_Exercise brief_: According to the article below on preparing for a performance review, how far ahead do the people with the most compelling reviews start preparing?

How to prepare for a performance review (as an employee)
March 23, 2026
Performance reviews are one of the highest-leverage career moments you have. They influence compensation, promotion timelines, how your manager thinks about you, and the opportunities that come your way. Most people treat them like a passive check-in. The ones who advance treat them like a prepared conversation.
Here's how to prepare in a way that puts you in control.
Start earlier than you think
The biggest mistake is treating performance review prep as a 24-hour activity. The people who have the most compelling reviews start two to three weeks out.
Why? Because the best evidence comes from work you can still remember, document, and contextualize. Two weeks gives you time to pull together specifics, remind yourself of projects you may have forgotten, and identify the narrative you want to tell.
Start a simple document and for each project or area of responsibility, capture: - What the goal was - What you actually did - What the outcome was (with numbers where possible) - What you learned or how you grew
Don't rely on your memory. Your memory in high-stakes moments will gravitate toward either your best wins or your most recent work. The real picture is richer than either.
Build the case for your performance rating before the meeting
Most employees walk into reviews hoping to receive a good rating. The most effective employees walk in having already built the case for it.
Go through the evaluation criteria — whatever rubric your company uses (behaviors, competencies, OKRs, values) — and for each one, have 1-2 specific examples ready that demonstrate strong performance in that area.
If you're evaluated on things like: - Impact: What outcomes can you point to? What moved the needle? - Collaboration: When did you make someone else more effective? - Initiative: Where did you go beyond the scope of your role? - Communication: Where did you simplify something complex or influence without authority?
For each, you're not preparing a speech — you're preparing a 30-second story with a specific example.
Know your "one thing" ask going in
Most people leave reviews without asking for anything specific. That's a missed opportunity.
Before the meeting, decide: - What feedback do you most want to understand better? - What growth or support do you want from your manager? - If there's a promotion or compensation conversation, what is your position?
Having a clear ask — even just a developmental one — signals that you're engaged in your own growth, not just waiting to hear how you did.
If compensation is on the table, prepare with specifics. Know what you're worth in the market. Know what the ask is. Know what you'll say when they push back.
Run a pre-meeting self-assessment
Before the formal review, write your own version of it. Rate yourself on each dimension, note your strongest examples, and identify where you'd honestly say performance was below what you wanted.
This does two things:
It aligns you with your manager. Reviews go poorly when there's a large gap between how the employee sees themselves and how the manager sees them. If you can anticipate where you might not see eye-to-eye, you're less likely to be blindsided — and more likely to respond thoughtfully instead of defensively.
It shows metacognition. Managers notice when an employee can clearly articulate where they performed well *and* where they have room to grow. That self-awareness is itself a signal of high potential.
How to respond when the feedback is hard to hear
This is where most performance conversations go sideways. You hear something critical, you feel defensive, and instead of engaging with the feedback, you explain, justify, or go quiet.

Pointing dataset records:
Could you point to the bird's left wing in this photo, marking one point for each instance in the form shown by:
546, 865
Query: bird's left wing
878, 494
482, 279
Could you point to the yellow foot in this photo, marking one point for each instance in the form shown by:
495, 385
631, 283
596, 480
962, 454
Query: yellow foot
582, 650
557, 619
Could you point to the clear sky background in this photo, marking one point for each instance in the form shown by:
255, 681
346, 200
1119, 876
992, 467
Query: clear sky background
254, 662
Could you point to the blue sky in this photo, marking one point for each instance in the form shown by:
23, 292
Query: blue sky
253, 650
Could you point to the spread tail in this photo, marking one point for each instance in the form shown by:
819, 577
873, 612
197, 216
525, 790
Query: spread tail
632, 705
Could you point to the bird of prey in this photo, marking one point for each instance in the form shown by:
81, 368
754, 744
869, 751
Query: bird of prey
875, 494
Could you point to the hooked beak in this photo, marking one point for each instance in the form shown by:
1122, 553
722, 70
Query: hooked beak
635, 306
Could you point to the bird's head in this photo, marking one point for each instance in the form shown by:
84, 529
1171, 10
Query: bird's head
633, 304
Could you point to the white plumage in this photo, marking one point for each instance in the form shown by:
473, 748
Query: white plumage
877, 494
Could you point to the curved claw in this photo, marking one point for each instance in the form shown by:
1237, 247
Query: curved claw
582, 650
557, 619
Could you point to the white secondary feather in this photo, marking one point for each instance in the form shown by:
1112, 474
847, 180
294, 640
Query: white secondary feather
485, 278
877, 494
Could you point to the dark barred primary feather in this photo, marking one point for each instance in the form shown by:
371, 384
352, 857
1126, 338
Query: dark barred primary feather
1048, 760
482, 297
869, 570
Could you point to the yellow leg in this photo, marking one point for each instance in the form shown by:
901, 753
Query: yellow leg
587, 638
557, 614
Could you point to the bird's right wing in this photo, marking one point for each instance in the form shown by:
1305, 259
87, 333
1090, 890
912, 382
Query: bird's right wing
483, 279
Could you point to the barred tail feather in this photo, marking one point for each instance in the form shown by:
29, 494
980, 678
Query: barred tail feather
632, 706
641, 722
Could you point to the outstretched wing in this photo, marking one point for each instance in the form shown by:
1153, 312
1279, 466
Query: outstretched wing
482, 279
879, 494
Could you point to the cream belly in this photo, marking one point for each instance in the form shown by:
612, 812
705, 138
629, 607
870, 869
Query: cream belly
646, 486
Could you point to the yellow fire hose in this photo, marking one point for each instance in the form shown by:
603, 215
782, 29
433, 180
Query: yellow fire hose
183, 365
==
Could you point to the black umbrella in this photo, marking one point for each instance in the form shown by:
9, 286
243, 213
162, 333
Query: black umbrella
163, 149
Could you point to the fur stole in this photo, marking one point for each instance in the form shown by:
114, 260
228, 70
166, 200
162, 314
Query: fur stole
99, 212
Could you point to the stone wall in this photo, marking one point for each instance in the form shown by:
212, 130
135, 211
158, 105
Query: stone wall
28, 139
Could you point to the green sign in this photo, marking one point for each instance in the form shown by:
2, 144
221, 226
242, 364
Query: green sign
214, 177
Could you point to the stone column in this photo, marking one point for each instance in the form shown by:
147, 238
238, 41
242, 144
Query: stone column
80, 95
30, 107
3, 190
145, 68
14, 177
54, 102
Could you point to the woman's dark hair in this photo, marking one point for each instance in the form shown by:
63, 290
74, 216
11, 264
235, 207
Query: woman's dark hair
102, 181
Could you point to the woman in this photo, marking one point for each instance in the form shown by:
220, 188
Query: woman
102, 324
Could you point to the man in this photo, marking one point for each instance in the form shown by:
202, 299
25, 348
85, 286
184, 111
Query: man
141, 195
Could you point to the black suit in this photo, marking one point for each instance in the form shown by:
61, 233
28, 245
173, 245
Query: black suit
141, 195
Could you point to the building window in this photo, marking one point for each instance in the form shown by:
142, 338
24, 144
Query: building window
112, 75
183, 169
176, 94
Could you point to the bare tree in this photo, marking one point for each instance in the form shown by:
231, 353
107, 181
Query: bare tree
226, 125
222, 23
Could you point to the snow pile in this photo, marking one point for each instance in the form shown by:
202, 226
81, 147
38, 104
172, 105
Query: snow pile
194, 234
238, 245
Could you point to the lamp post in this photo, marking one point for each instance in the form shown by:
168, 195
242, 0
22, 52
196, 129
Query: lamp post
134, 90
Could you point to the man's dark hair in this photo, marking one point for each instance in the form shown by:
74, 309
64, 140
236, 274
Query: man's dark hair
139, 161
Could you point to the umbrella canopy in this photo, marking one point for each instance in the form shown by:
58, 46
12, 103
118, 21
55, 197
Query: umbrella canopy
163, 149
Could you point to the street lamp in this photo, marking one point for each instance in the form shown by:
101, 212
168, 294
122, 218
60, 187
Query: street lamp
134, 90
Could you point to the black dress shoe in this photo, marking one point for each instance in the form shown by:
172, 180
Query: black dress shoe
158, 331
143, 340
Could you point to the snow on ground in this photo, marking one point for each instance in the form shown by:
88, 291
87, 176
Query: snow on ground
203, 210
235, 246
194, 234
...
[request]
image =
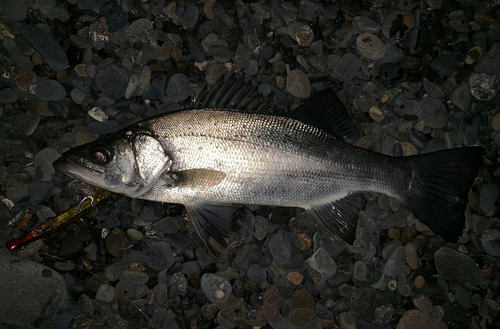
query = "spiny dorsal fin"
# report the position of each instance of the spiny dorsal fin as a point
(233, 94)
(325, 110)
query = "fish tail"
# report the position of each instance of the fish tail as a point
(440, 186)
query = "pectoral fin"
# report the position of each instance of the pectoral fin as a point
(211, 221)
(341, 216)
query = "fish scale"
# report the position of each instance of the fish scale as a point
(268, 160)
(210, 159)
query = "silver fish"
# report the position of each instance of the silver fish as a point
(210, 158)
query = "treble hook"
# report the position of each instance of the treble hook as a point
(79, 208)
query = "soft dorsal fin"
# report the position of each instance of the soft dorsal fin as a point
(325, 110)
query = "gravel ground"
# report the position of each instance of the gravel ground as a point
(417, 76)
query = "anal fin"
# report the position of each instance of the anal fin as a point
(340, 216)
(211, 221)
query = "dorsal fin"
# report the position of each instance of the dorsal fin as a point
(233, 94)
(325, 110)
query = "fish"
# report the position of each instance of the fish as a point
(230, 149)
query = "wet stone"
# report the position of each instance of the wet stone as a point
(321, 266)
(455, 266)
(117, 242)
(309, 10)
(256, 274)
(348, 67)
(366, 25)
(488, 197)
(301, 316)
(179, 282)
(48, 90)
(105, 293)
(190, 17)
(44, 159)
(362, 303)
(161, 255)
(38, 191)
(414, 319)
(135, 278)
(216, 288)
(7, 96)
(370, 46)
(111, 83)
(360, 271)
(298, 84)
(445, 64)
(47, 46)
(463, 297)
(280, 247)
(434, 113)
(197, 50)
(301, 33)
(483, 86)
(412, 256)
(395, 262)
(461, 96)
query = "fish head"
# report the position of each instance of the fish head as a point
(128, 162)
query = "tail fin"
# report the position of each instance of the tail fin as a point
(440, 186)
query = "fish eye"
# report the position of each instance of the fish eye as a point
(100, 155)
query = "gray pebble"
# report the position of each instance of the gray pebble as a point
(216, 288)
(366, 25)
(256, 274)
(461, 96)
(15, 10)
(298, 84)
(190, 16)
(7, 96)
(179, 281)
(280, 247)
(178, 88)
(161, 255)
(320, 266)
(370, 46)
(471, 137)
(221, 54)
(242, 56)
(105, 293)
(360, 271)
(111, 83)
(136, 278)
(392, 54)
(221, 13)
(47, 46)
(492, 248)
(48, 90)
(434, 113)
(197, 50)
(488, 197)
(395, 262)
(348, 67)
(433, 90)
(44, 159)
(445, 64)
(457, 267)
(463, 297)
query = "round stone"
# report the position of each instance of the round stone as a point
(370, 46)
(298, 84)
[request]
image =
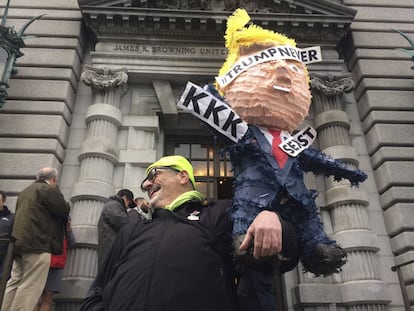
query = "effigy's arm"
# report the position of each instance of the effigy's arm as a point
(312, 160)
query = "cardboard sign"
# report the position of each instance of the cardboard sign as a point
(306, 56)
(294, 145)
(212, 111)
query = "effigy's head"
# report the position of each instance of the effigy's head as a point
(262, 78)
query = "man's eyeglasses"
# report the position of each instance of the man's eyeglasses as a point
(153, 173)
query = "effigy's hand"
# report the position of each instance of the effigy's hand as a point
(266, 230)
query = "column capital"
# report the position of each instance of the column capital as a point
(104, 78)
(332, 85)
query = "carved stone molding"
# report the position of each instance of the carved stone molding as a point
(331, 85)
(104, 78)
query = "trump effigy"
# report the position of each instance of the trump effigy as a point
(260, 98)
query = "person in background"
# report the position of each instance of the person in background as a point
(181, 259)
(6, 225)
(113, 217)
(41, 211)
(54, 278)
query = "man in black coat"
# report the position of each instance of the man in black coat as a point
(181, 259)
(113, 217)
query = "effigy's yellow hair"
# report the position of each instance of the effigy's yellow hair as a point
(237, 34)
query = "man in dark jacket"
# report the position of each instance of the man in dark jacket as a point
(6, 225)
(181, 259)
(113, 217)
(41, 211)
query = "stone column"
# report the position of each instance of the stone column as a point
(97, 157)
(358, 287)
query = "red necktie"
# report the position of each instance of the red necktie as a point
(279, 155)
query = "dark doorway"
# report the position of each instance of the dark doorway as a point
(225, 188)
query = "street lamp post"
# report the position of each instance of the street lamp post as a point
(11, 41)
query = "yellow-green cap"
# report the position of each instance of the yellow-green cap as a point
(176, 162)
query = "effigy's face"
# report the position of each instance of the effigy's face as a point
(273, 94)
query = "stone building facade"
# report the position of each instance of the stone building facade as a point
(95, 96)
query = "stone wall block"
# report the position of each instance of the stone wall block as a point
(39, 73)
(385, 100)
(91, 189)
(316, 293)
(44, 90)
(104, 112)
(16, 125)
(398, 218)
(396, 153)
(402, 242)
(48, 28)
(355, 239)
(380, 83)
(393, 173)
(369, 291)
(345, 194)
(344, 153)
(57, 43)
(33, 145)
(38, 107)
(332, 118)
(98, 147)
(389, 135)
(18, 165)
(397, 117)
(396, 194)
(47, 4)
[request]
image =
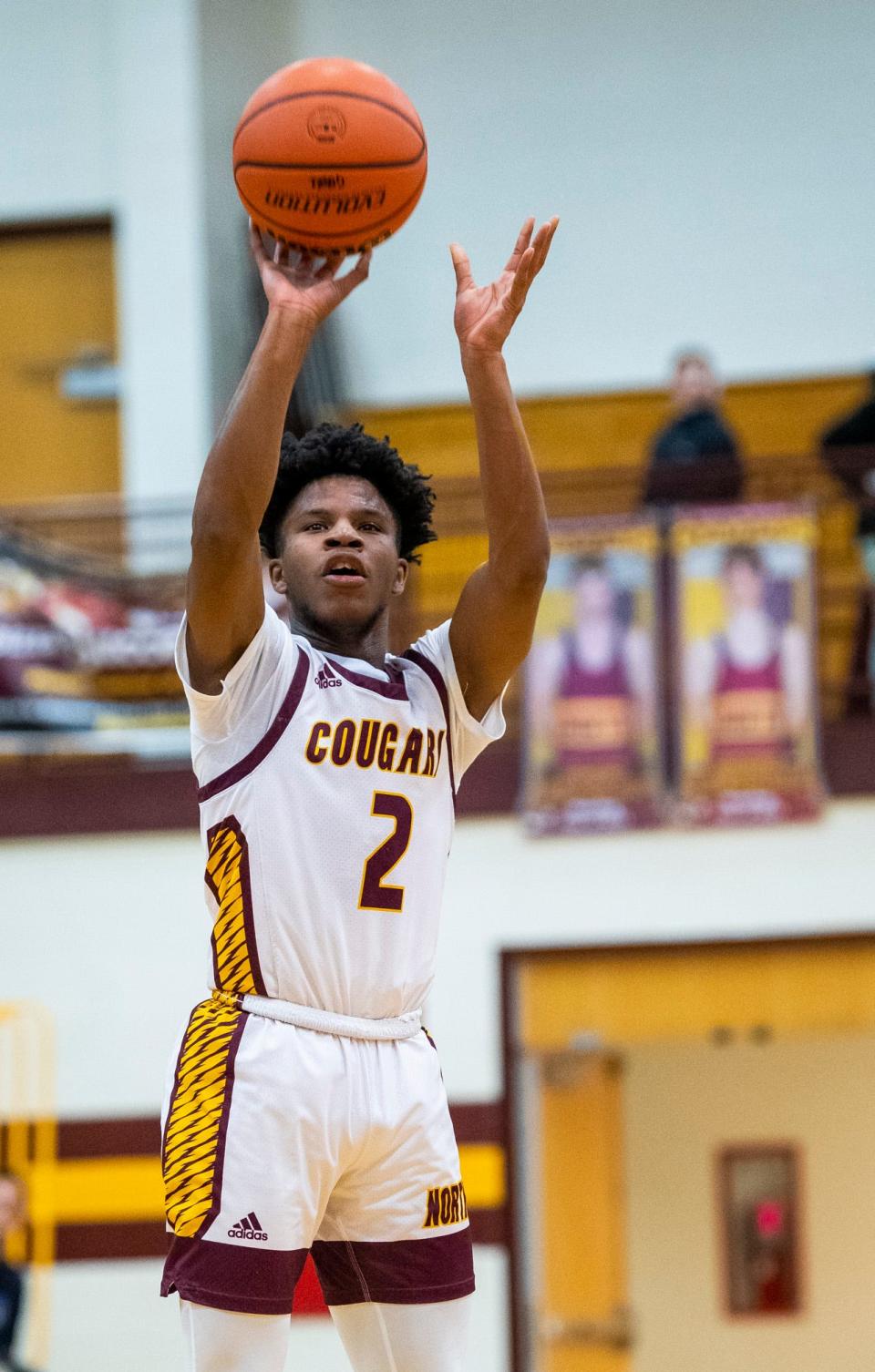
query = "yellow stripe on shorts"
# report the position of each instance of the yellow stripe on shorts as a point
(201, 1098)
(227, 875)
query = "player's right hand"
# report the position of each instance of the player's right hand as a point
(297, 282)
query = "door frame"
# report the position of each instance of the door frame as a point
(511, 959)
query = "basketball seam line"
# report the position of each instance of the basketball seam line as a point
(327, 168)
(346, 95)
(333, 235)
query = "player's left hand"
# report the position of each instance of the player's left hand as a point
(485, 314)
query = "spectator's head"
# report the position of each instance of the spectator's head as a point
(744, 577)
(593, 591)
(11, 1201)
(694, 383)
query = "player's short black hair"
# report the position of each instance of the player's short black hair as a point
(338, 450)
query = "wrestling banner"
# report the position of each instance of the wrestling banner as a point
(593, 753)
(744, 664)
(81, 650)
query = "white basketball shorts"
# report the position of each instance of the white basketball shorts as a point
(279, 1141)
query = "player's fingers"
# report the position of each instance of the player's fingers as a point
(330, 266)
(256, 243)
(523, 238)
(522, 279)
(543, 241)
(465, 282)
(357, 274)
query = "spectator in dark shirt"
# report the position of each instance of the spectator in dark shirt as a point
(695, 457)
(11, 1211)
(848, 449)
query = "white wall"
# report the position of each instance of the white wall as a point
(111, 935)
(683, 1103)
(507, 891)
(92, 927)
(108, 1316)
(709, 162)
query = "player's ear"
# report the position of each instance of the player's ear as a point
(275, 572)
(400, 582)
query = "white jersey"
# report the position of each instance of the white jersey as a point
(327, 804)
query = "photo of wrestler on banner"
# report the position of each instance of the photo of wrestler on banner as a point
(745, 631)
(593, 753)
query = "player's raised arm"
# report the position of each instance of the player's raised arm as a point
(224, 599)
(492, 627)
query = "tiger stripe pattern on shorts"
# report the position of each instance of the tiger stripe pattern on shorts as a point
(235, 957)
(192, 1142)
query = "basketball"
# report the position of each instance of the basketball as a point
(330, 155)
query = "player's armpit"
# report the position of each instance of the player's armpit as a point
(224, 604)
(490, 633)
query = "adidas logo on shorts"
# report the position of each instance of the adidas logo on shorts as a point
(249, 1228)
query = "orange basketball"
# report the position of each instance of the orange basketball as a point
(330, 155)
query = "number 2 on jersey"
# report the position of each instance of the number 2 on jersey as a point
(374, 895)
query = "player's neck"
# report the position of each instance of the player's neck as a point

_Output for this exercise_: They start two to three weeks out.